• **Excerpt to read**
-*-*-

Brazil’s New Economic Plan Sends Wealthy on Run to Psychiatrists
RIO DE JANEIRO — President Fernando Collor de Mello’s drastic economic plan has Brazilian psychiatrists working overtime to give the nation’s wealthy a shoulder to cry on.
“I’ve been working 14 hours a day since the plan was announced. The rich feel a mixture of panic, astonishment, anger and depression, and they want to talk about it,” said Flavio Gikovate, director of the Institute of Psychotherapy.
Collor decreed his plan March 16, one day after taking office. It set an 18-month freeze on savings accounts of more than $1,200. It also limits withdrawals from money market funds to $600, or 20% of an account, whichever is greater.
The measure froze about $115 billion--80% of all bank deposits.
Most of Brazil’s poor majority were not directly hit, because few had savings that were affected. And with record inflation drastically reduced since the announcement, many of the worse-off say their salary is buying more.
But the wealthy are hurting, financially and psychologically.
According to the prominent news weekly Veja, at least two deaths have resulted directly from Collor’s “New Brazil Plan.”

-*-*-

[Referring expression data]
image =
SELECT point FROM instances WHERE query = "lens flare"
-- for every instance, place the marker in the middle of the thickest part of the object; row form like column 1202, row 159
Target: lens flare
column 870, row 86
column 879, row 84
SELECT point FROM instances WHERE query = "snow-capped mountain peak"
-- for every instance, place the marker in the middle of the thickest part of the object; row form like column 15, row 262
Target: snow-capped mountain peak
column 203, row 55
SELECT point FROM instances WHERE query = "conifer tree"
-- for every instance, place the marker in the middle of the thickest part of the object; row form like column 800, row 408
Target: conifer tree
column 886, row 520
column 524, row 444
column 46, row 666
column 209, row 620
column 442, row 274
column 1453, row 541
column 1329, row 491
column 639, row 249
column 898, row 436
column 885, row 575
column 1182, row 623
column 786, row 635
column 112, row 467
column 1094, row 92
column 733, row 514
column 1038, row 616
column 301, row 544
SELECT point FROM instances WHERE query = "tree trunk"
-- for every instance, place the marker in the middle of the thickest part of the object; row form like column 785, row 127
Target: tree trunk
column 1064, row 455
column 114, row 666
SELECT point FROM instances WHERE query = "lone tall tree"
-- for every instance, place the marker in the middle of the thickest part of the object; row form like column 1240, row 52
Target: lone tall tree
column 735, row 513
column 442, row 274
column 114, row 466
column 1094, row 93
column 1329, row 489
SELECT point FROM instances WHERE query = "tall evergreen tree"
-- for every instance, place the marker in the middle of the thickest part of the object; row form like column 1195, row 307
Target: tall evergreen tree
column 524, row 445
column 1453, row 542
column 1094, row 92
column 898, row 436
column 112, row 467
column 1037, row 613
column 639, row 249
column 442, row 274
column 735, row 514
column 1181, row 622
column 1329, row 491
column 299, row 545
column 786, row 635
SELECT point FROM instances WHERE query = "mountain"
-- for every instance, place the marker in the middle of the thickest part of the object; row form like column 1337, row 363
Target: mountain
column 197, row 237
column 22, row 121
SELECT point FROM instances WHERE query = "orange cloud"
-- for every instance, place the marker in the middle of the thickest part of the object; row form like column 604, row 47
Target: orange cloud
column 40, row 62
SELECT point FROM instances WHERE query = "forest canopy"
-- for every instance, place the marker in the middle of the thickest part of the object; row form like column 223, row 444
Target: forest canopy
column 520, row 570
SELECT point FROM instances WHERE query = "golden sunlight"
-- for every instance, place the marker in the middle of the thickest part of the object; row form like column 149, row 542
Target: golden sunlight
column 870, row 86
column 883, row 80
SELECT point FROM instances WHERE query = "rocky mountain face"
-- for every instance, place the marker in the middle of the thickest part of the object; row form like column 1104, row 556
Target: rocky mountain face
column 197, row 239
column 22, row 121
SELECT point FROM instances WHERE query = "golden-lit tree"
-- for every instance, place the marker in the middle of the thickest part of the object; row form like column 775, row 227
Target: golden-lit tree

-*-*-

• **Your assignment**
Do these statements agree with the article on Brazil's new economic plan? Answer yes or no for each, quoting the words of the article that decide it: (a) The plan froze savings accounts of more than $1,200 for 18 months. (b) Collor decreed his plan on the same day he took office. (c) Most of Brazil's poor majority were directly hit by the plan.

• **Solution for this task**
(a) Yes: "It set an 18-month freeze on savings accounts of more than $1,200."
(b) No: "Collor decreed his plan March 16, one day after taking office."
(c) No: "Most of Brazil’s poor majority were not directly hit, because few had savings that were affected."